### Assigned task
Filter these entries down to the lines that hold the word "grey", and show each of them.
----------------------------------------
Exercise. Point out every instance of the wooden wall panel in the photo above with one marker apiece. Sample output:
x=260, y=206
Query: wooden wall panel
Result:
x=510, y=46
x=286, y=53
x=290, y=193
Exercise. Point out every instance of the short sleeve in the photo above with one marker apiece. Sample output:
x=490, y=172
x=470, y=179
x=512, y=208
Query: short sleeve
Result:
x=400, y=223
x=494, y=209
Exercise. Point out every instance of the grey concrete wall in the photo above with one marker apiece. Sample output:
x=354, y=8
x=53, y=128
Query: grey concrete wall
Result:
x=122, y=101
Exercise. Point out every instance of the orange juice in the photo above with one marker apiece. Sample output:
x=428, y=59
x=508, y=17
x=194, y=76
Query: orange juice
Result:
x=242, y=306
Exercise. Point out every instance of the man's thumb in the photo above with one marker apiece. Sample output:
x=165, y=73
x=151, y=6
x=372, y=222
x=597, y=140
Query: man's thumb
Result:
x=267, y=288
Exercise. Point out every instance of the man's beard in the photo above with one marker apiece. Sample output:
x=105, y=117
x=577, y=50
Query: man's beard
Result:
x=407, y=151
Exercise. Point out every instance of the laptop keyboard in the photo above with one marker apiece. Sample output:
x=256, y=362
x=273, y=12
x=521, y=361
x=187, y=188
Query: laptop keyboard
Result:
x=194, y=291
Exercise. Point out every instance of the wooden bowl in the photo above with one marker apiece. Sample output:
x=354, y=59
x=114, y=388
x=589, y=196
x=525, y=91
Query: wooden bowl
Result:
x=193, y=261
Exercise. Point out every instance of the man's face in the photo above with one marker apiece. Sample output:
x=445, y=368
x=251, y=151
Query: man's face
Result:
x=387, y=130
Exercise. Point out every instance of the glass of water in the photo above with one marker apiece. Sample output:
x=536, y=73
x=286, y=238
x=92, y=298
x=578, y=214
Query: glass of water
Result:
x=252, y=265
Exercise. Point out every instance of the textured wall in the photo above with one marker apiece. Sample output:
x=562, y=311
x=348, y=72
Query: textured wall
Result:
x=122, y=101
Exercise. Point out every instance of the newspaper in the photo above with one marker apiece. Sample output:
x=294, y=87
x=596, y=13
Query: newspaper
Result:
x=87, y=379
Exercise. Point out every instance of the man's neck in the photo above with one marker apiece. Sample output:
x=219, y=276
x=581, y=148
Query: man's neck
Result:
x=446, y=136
----------------------------------------
### Response area
Exercise. Point out every instance of the grey concrete wall in the photo above with one marker apiece. Sample output:
Query: grey concrete wall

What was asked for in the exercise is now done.